**WRITTEN REQUEST:** Every entry must be duplicated precisely as written.

═════ EXCERPTED DATA ═════

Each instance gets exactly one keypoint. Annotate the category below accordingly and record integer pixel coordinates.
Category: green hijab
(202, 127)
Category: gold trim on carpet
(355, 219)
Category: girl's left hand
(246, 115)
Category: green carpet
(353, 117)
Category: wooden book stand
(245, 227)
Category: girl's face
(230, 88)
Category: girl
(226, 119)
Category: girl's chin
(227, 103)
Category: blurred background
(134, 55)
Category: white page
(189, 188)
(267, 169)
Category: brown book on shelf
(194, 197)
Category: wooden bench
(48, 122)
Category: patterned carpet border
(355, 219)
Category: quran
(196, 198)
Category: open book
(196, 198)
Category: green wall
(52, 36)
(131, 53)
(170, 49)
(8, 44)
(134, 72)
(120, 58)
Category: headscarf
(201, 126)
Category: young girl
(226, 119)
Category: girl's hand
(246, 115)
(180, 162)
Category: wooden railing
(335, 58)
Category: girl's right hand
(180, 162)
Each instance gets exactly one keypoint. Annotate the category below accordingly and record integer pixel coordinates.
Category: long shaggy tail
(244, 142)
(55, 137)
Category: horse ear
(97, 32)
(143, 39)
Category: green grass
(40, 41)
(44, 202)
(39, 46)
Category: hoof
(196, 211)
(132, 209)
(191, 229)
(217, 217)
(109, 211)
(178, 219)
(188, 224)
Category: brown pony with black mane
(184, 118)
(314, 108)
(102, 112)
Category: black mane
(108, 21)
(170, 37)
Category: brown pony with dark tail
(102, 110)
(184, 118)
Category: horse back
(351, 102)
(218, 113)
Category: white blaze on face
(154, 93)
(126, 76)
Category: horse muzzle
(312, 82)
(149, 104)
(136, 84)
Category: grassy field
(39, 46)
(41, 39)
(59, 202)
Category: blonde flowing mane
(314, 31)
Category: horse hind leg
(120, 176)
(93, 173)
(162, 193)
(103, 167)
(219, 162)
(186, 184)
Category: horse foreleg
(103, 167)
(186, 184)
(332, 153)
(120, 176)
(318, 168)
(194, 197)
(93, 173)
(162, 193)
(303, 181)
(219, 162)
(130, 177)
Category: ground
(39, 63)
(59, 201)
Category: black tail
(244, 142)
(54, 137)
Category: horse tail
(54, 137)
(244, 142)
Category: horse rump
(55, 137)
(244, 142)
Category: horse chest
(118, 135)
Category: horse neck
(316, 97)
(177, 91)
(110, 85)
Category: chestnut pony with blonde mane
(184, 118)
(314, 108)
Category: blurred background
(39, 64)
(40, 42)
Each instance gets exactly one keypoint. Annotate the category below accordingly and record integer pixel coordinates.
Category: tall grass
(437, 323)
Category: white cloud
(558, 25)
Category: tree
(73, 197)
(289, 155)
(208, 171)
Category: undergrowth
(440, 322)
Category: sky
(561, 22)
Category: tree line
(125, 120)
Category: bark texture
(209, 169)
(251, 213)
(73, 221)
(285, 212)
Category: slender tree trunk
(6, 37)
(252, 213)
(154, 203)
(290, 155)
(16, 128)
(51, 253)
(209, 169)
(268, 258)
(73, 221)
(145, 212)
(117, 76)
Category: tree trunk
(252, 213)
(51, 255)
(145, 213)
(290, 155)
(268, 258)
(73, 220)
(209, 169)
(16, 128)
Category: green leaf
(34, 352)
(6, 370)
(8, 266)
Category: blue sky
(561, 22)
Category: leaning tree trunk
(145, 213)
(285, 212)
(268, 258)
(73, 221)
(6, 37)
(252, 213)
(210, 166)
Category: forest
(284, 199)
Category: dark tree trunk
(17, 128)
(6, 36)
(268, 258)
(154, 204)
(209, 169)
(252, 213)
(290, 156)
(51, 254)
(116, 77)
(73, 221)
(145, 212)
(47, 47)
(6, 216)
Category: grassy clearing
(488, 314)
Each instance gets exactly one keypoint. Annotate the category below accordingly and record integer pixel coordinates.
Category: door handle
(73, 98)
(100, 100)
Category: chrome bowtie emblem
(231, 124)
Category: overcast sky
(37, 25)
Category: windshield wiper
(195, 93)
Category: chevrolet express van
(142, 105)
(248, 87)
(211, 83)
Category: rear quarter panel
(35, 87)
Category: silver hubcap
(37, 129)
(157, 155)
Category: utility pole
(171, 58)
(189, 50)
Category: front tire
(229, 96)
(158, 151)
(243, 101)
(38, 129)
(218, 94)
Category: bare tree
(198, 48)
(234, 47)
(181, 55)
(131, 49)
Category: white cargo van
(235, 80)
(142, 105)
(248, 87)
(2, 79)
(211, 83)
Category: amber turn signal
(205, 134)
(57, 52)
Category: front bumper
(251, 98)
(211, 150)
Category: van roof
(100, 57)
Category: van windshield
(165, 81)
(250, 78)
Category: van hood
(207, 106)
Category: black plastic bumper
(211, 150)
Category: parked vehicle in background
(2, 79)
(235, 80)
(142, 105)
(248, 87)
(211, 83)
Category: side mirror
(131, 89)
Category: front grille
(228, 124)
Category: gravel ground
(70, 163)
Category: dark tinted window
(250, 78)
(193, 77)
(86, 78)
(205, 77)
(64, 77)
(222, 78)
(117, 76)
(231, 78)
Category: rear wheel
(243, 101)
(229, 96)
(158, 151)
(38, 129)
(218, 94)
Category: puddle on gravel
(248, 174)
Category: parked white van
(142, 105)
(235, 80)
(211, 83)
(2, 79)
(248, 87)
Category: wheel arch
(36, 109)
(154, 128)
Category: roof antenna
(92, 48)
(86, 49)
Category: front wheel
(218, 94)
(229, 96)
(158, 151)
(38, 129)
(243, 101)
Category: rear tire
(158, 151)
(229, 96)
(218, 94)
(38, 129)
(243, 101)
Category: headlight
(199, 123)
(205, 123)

═════

**REPLY TO THE TASK:**
Each instance gets exactly one keypoint. Annotate the category below accordingly and record integer pixel coordinates.
Category: green hijab
(202, 127)
Category: gold trim on carpet
(355, 219)
Category: girl's left hand
(246, 115)
Category: green carpet
(353, 117)
Category: wooden book stand
(245, 227)
Category: girl's face
(230, 88)
Category: girl
(226, 119)
Category: girl's chin
(227, 103)
Category: blurred background
(134, 55)
Category: white page
(189, 188)
(267, 169)
Category: brown book on shelf
(194, 197)
Category: wooden bench
(48, 122)
Category: patterned carpet border
(355, 219)
Category: quran
(196, 198)
Category: open book
(196, 198)
Category: green wall
(52, 36)
(131, 53)
(170, 49)
(8, 44)
(134, 72)
(120, 58)
Category: headscarf
(201, 126)
Category: young girl
(226, 119)
Category: girl's hand
(246, 115)
(180, 162)
Category: wooden railing
(335, 58)
Category: girl's right hand
(180, 162)
Each instance gets exactly one keypoint. Annotate the category below accordingly and record integer pixel coordinates.
Category: long shaggy tail
(244, 142)
(55, 137)
Category: horse ear
(97, 32)
(143, 39)
Category: green grass
(40, 41)
(44, 202)
(39, 46)
Category: hoof
(196, 211)
(132, 209)
(191, 229)
(217, 217)
(109, 211)
(178, 219)
(188, 224)
Category: brown pony with black mane
(184, 118)
(314, 108)
(102, 112)
Category: black mane
(108, 21)
(170, 37)
Category: brown pony with dark tail
(102, 110)
(184, 118)
Category: horse back
(351, 102)
(218, 113)
Category: white blaze on face
(154, 93)
(126, 76)
Category: horse muzzle
(312, 82)
(149, 104)
(136, 84)
Category: grassy field
(39, 46)
(41, 39)
(59, 202)
Category: blonde flowing mane
(314, 31)
Category: horse hind leg
(120, 176)
(93, 173)
(162, 193)
(103, 167)
(219, 162)
(186, 184)
Category: horse foreleg
(103, 167)
(186, 184)
(332, 153)
(120, 176)
(318, 168)
(194, 197)
(93, 173)
(162, 193)
(303, 181)
(219, 162)
(130, 177)
Category: ground
(39, 63)
(59, 201)
Category: black tail
(244, 142)
(54, 137)
Category: horse tail
(54, 137)
(244, 142)
Category: horse rump
(55, 137)
(244, 142)
Category: horse chest
(118, 135)
Category: horse neck
(316, 97)
(177, 91)
(110, 85)
Category: chestnut pony with blonde mane
(184, 118)
(314, 108)
Category: blurred background
(39, 64)
(40, 42)
Each instance gets exactly one keypoint. Annotate the category below accordingly and record integer pixel coordinates.
Category: tall grass
(437, 323)
Category: white cloud
(558, 25)
Category: tree
(73, 197)
(289, 155)
(208, 171)
Category: undergrowth
(440, 322)
Category: sky
(561, 22)
Category: tree line
(125, 120)
Category: bark texture
(209, 169)
(251, 213)
(73, 221)
(285, 212)
Category: slender tree trunk
(6, 37)
(252, 213)
(154, 203)
(290, 155)
(16, 128)
(51, 253)
(209, 169)
(268, 258)
(73, 221)
(145, 212)
(117, 76)
Category: tree trunk
(252, 213)
(51, 255)
(145, 213)
(290, 155)
(268, 258)
(73, 220)
(209, 169)
(16, 128)
Category: green leaf
(34, 352)
(6, 370)
(8, 266)
Category: blue sky
(561, 22)
Category: leaning tree trunk
(145, 213)
(285, 212)
(268, 258)
(73, 221)
(6, 37)
(252, 213)
(210, 166)
Category: forest
(284, 199)
Category: dark tree trunk
(17, 128)
(6, 36)
(268, 258)
(154, 204)
(209, 169)
(252, 213)
(290, 156)
(51, 254)
(116, 77)
(73, 221)
(145, 212)
(47, 47)
(6, 216)
Category: grassy clearing
(488, 314)
Each instance gets exactly one keypoint. Annotate the category below accordingly and record integer pixel coordinates.
Category: door handle
(73, 98)
(100, 100)
Category: chrome bowtie emblem
(231, 124)
Category: overcast sky
(37, 25)
Category: windshield wiper
(195, 93)
Category: chevrolet express van
(142, 105)
(248, 87)
(211, 83)
Category: rear quarter panel
(35, 87)
Category: silver hubcap
(37, 129)
(157, 155)
Category: utility pole
(171, 58)
(189, 50)
Category: front tire
(229, 96)
(158, 151)
(243, 101)
(38, 129)
(218, 94)
Category: bare tree
(198, 48)
(234, 47)
(181, 55)
(131, 49)
Category: white cargo van
(235, 80)
(142, 105)
(248, 87)
(2, 79)
(211, 83)
Category: amber turn signal
(205, 134)
(57, 52)
Category: front bumper
(251, 98)
(211, 150)
Category: van roof
(100, 57)
Category: van windshield
(165, 81)
(250, 78)
Category: van hood
(207, 106)
Category: black plastic bumper
(211, 150)
Category: parked vehicle in background
(2, 79)
(235, 80)
(142, 105)
(248, 87)
(211, 83)
Category: side mirror
(131, 89)
Category: front grille
(228, 124)
Category: gravel ground
(70, 163)
Category: dark tinted window
(250, 78)
(193, 77)
(86, 78)
(205, 77)
(64, 77)
(222, 78)
(117, 76)
(231, 78)
Category: rear wheel
(243, 101)
(229, 96)
(158, 151)
(38, 129)
(218, 94)
Category: puddle on gravel
(248, 174)
Category: parked white van
(142, 105)
(235, 80)
(211, 83)
(2, 79)
(248, 87)
Category: wheel arch
(36, 109)
(154, 128)
Category: roof antenna
(92, 48)
(86, 49)
Category: front wheel
(218, 94)
(229, 96)
(158, 151)
(38, 129)
(243, 101)
Category: rear tire
(158, 151)
(229, 96)
(218, 94)
(38, 129)
(243, 101)
Category: headlight
(199, 123)
(205, 123)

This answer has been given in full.